• Description of the task:
Report every line of the records below that contains the string "rocky". Treat case as significant.

Position annotation records:
⟨
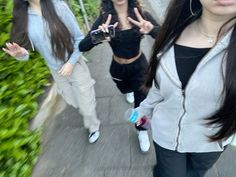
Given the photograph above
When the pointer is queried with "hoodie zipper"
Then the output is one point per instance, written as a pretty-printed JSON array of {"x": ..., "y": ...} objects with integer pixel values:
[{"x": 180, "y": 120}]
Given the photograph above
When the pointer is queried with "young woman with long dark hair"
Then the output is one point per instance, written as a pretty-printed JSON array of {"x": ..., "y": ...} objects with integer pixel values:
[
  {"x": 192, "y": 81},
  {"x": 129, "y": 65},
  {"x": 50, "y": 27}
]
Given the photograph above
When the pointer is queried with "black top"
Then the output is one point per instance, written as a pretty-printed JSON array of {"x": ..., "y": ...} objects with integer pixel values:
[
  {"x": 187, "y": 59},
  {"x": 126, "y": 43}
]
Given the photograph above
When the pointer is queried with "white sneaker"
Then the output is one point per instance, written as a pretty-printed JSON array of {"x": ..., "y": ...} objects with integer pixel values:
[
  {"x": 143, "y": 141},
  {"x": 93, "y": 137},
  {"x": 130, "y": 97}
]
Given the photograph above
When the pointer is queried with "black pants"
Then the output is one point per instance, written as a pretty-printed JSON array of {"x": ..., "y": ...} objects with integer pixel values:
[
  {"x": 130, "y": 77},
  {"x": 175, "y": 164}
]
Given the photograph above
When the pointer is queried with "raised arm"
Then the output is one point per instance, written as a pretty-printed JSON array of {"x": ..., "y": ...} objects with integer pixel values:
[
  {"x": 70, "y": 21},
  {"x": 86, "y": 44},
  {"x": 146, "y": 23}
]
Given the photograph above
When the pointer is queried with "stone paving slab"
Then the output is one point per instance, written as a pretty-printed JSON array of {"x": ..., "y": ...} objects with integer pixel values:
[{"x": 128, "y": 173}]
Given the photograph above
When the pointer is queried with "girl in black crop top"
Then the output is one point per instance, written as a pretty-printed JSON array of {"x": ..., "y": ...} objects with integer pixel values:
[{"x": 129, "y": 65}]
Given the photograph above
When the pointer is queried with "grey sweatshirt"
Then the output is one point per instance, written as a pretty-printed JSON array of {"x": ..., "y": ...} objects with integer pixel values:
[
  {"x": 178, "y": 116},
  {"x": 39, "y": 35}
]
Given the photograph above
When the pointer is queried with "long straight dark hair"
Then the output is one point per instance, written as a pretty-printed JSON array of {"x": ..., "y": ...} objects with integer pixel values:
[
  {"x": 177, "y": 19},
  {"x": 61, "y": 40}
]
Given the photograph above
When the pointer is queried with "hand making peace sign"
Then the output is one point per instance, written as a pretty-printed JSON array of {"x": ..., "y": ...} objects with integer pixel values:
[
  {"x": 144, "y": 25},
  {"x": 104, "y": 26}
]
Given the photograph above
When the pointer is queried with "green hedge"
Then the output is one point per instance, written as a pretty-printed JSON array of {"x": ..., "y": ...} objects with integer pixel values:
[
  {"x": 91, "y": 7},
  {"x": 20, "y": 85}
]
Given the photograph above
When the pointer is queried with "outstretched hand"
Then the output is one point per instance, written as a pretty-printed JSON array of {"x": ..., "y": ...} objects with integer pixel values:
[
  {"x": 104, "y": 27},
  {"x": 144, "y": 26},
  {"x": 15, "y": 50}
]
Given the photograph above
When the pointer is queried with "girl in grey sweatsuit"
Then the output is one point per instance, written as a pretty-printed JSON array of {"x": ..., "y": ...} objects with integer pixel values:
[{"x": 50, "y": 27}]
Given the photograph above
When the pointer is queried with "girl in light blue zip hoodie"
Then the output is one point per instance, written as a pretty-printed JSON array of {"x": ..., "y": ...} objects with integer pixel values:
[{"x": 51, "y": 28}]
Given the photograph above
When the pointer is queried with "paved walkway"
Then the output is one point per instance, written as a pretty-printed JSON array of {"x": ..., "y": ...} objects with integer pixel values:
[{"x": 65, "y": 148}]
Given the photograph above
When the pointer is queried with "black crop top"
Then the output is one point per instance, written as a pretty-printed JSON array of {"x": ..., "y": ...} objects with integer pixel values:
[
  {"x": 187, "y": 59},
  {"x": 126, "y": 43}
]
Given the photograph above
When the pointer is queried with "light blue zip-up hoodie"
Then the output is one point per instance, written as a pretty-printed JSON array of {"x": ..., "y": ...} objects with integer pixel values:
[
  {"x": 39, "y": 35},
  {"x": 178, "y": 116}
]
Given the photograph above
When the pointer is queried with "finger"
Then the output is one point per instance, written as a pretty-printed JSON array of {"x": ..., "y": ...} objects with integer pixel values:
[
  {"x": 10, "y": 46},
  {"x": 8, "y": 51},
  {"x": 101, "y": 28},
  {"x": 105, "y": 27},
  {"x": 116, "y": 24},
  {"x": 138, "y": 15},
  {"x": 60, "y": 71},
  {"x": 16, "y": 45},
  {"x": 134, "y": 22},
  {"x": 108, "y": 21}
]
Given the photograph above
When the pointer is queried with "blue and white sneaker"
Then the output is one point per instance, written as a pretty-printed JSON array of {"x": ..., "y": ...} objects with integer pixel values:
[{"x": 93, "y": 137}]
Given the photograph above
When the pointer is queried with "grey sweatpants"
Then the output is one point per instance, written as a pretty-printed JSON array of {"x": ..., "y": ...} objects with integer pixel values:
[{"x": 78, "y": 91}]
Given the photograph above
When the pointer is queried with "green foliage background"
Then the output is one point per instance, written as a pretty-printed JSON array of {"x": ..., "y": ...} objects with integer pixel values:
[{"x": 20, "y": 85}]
⟩
⟨
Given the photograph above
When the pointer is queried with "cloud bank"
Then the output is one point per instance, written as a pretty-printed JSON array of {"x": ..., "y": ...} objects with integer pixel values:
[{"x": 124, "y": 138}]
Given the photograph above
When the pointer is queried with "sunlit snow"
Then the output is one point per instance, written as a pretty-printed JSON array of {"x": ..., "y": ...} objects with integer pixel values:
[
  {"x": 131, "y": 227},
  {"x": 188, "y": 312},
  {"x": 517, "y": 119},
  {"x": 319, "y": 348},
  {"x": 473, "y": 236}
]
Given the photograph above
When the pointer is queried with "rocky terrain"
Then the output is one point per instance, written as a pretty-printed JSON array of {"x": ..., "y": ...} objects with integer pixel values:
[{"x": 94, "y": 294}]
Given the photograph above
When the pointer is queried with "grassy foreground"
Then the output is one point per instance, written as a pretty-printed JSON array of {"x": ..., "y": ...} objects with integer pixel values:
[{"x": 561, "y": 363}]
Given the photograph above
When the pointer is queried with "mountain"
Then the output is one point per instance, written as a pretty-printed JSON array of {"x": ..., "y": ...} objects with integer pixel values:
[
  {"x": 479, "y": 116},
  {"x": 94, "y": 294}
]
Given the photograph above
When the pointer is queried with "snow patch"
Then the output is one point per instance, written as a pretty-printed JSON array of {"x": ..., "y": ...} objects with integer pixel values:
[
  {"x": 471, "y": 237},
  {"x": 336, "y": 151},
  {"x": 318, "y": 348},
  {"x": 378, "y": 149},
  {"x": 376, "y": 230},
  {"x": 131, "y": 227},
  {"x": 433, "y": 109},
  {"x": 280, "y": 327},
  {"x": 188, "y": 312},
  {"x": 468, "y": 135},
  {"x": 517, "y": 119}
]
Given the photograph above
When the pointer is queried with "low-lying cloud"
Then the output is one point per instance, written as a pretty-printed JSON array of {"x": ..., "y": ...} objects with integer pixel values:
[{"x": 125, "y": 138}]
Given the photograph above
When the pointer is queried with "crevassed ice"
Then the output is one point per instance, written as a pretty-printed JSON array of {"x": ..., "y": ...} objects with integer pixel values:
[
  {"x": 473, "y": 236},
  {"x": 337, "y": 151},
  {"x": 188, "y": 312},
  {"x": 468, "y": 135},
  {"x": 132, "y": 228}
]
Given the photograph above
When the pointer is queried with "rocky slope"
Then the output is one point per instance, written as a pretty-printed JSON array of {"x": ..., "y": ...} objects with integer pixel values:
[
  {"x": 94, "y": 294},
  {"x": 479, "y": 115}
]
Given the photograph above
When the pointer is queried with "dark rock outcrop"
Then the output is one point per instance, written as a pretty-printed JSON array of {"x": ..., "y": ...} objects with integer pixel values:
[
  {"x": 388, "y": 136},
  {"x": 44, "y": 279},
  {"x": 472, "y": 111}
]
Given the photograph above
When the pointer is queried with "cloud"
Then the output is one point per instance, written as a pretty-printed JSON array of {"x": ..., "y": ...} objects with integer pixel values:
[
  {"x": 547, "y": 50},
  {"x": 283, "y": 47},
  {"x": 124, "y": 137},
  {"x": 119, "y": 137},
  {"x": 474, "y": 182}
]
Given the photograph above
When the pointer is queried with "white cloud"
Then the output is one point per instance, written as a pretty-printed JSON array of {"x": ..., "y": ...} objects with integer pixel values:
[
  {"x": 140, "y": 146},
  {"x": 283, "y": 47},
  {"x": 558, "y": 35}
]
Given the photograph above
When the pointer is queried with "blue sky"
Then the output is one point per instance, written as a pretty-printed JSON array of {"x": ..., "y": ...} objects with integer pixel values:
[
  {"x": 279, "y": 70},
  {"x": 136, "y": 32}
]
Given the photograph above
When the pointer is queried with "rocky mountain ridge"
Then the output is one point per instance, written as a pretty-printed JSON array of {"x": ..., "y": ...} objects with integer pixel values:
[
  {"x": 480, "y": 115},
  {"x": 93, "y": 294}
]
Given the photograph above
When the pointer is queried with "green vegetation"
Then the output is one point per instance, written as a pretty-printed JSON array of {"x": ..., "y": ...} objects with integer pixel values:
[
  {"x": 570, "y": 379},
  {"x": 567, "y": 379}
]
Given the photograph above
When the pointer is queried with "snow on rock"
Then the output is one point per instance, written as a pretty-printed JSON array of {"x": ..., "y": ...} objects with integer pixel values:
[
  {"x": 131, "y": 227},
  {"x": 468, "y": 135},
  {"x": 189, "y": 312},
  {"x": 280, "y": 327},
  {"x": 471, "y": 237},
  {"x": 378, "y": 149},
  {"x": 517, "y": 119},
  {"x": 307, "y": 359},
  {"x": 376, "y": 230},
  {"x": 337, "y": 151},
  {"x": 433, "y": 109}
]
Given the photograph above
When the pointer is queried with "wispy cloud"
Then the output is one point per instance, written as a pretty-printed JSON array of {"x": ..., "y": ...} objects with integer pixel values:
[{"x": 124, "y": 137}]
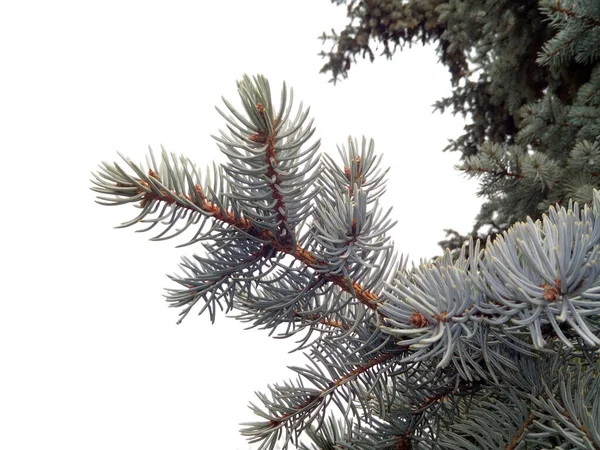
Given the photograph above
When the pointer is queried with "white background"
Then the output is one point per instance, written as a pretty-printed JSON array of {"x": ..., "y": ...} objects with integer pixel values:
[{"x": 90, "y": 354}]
⟩
• Reply to the task:
When the pointer is queried with "rocky terrain"
When the pointer is queried with "rocky slope"
When the pointer is queried with "rocky mountain ridge"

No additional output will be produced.